Here are some records; return them all exactly.

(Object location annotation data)
════════
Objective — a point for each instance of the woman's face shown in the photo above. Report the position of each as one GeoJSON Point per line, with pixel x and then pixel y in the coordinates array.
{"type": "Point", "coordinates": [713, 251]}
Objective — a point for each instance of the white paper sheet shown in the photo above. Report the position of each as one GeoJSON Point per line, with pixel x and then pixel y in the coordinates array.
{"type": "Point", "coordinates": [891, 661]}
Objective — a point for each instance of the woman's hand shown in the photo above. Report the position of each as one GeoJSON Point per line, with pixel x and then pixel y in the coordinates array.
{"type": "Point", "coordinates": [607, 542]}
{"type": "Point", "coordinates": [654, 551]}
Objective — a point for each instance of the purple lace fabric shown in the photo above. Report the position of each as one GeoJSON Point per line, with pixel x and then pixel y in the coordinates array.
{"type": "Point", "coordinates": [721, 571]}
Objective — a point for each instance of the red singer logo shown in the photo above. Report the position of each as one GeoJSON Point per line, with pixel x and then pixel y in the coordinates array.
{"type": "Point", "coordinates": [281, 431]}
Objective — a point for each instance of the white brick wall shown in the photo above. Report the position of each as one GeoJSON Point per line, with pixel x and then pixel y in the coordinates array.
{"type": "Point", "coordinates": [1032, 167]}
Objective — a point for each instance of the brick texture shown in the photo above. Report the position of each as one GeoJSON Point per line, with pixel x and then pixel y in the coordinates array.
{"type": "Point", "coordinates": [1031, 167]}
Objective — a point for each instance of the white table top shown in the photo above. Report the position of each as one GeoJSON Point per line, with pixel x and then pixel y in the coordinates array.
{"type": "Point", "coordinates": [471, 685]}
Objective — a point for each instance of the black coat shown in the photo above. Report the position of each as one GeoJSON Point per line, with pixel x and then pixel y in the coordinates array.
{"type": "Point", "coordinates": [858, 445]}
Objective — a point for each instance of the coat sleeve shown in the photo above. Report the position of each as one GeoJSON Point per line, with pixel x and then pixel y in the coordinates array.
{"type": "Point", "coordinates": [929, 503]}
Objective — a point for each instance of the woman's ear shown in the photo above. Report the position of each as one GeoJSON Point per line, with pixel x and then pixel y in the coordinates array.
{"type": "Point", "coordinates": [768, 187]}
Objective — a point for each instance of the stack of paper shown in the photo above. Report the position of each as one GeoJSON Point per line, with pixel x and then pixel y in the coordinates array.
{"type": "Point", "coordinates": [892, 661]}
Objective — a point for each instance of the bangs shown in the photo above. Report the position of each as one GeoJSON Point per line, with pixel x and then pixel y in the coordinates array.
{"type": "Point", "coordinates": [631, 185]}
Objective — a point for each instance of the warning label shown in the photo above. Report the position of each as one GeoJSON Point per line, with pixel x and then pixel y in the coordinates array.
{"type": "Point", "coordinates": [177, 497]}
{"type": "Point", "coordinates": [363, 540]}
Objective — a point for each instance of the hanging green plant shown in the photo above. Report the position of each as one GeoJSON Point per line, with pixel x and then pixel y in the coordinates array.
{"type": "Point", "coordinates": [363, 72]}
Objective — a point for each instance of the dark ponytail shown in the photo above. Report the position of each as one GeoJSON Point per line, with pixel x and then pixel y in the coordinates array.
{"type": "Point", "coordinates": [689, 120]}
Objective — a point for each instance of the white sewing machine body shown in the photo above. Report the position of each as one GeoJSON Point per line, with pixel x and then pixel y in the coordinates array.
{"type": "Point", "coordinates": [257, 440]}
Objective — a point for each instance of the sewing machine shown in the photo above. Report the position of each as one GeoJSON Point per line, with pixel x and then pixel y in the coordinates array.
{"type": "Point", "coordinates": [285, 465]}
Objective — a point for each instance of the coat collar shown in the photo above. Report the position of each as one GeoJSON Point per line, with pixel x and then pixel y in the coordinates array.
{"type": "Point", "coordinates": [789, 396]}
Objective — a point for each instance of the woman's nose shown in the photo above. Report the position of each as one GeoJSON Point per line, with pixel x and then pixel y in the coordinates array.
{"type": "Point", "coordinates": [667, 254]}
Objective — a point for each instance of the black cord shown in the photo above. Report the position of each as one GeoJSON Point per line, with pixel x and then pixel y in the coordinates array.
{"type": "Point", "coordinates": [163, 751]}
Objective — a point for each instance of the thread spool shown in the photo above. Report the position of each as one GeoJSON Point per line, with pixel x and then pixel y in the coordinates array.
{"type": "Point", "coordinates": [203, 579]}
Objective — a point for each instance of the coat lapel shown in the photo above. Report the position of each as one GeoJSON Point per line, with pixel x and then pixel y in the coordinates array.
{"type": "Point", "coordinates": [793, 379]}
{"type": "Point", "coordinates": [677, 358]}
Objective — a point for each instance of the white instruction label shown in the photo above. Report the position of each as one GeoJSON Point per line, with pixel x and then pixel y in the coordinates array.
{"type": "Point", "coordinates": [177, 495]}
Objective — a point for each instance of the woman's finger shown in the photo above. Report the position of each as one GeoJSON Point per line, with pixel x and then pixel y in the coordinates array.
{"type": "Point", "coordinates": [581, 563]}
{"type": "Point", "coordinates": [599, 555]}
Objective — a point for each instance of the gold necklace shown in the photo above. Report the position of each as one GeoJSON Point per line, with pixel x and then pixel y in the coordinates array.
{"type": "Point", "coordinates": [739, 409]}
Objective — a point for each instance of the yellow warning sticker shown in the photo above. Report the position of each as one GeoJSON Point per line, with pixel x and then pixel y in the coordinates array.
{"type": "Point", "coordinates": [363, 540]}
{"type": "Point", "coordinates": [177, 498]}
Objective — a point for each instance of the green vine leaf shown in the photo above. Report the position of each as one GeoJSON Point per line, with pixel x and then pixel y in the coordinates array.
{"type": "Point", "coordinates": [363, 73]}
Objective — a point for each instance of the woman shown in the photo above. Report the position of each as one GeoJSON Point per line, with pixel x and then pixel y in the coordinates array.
════════
- [Full output]
Objective — a point for each instance of the woman's face shown in the photo above. Report the position of each as one GeoJSON Point per line, with pixel x and then pixel y in the coordinates array.
{"type": "Point", "coordinates": [713, 251]}
Objective — a point for each instance of the white paper sheet shown in the photo above. Report the position of each as one GeoJSON Point per line, with pixel x and then pixel y in the coordinates array.
{"type": "Point", "coordinates": [891, 661]}
Objective — a point for each instance of the woman's hand shown in the photo above. Report the position of each as one GeoJSON Point per line, with pixel x and then pixel y in the coordinates array.
{"type": "Point", "coordinates": [607, 542]}
{"type": "Point", "coordinates": [654, 551]}
Objective — a point for each instance of the purple lace fabric shown in the photo above. Report the position of each as one GeoJSON Point per line, with pixel x and then pixel y in the coordinates array.
{"type": "Point", "coordinates": [721, 571]}
Objective — a point for each instance of the red singer logo shown in the photo above. Report the position of each as one GeoJSON Point per line, with pixel x and then pixel y in the coordinates array.
{"type": "Point", "coordinates": [281, 431]}
Objective — a point for each instance of the white brick wall shown in the photo above. Report the position of each as one GeoJSON Point per line, with pixel x and then pixel y in the coordinates array.
{"type": "Point", "coordinates": [1032, 167]}
Objective — a point for each instance of the brick texture shown in the photo above. Report the position of each as one GeoJSON Point per line, with pixel x and then pixel y in the coordinates array.
{"type": "Point", "coordinates": [1031, 167]}
Objective — a point for each instance of the white table top shown in the photo above. Report the position of each as one GeoJSON Point per line, with pixel x and then pixel y in the coordinates array.
{"type": "Point", "coordinates": [471, 685]}
Objective — a point for each instance of the black coat shown in the photo above. Report the position of each as one GeoJSON Point per line, with pixel x and then pixel y in the coordinates array.
{"type": "Point", "coordinates": [858, 445]}
Objective — a point for each instance of the coat sleeve shown in the photo above. Report the position of each as one GeoJSON Point per line, with pixel x and then pixel y in the coordinates array.
{"type": "Point", "coordinates": [929, 503]}
Objective — a point for each instance of the woman's ear shown in the photo above. Report the position of each as one GeoJSON Point per line, with pixel x and then pixel y in the coordinates array.
{"type": "Point", "coordinates": [768, 187]}
Objective — a point for each instance of the stack of paper shown in the photo above. Report the position of each as one GeoJSON Point per line, with pixel x and then pixel y in the coordinates array.
{"type": "Point", "coordinates": [892, 661]}
Objective — a point for each instance of the bangs shown in the photo above. Report the position of each as one GeoJSON Point per line, with pixel x and then pixel y in the coordinates array.
{"type": "Point", "coordinates": [631, 185]}
Objective — a point for each instance of the warning label shown in the photo above. Report the position of each as one GeoJSON Point per line, with pixel x and then pixel y in the coordinates array.
{"type": "Point", "coordinates": [177, 497]}
{"type": "Point", "coordinates": [363, 540]}
Objective — a point for each instance of the hanging green plant shown in the photo above. Report the position of each as one GeoJSON Point per line, with pixel x and then pixel y in the coordinates array.
{"type": "Point", "coordinates": [363, 72]}
Objective — a point for each instance of the dark ponytail shown in the photo above. Report the position of each as one GeoJSON Point per line, with pixel x and then pixel y in the coordinates array.
{"type": "Point", "coordinates": [689, 120]}
Objective — a point for each instance of the white sewing machine body shown in the photo above. Report the position of each as one GeoJSON Point per line, with pixel x and then pixel y in the coordinates array.
{"type": "Point", "coordinates": [257, 440]}
Objective — a point for each instance of the sewing machine shown in the photo above. Report the position of each as one GeoJSON Point per line, with pixel x and then pixel y in the coordinates array.
{"type": "Point", "coordinates": [285, 465]}
Objective — a point for each instance of the coat collar shown in the photo above. Report the position of each as one GeoJSON Point per line, with pixel x and then pixel y in the coordinates array.
{"type": "Point", "coordinates": [789, 396]}
Objective — a point for each instance of the woman's nose shown in the photo above. Report the position of each as one GeoJSON Point per line, with pixel x and then pixel y in the coordinates array.
{"type": "Point", "coordinates": [667, 254]}
Objective — a point for each instance of the black cord shown in the photo above. Report the position of each as one GeoJSON Point per line, with pixel x and then pixel y in the coordinates array.
{"type": "Point", "coordinates": [163, 751]}
Objective — a point for each instance of the thread spool shown in the photo above. Report the position of each as one GeoJSON Point per line, with pixel x and then pixel y in the coordinates array.
{"type": "Point", "coordinates": [203, 579]}
Objective — a point for each instance of the coat lapel shown in the photo above. Report the position of each as one GeoJSON Point per line, with pixel x and then pixel y in the coordinates array.
{"type": "Point", "coordinates": [793, 379]}
{"type": "Point", "coordinates": [677, 358]}
Objective — a point for each instance of the white instruction label shown in the photo above. Report the position of each as one GeoJSON Point per line, with pixel x and then pixel y in the coordinates array.
{"type": "Point", "coordinates": [177, 495]}
Objective — a point for each instance of the woman's finger shown in the photo above. Report the position of each as one GeoJSON Point per line, with pixel x and then pixel y in the coordinates array.
{"type": "Point", "coordinates": [581, 563]}
{"type": "Point", "coordinates": [599, 555]}
Objective — a point for each instance of the gold necklace shown in the photo above. Report the position of each as one GeoJSON Point per line, with pixel x and then pixel y in the coordinates array.
{"type": "Point", "coordinates": [739, 409]}
Objective — a point for each instance of the yellow warning sticker shown in the photo above. Report the position of each as one GeoJSON Point per line, with pixel x and then pixel y in the coordinates array.
{"type": "Point", "coordinates": [363, 540]}
{"type": "Point", "coordinates": [177, 498]}
Objective — a point for each instance of the green vine leaf shown in the photo above. Report the position of each as one GeoJSON Point per line, with pixel x and then pixel y in the coordinates array.
{"type": "Point", "coordinates": [363, 73]}
Objective — a point for each instance of the woman shown in the photo above. Report the position of each as one GeoJSON Point per line, with pixel x and then pixel y in the coordinates array.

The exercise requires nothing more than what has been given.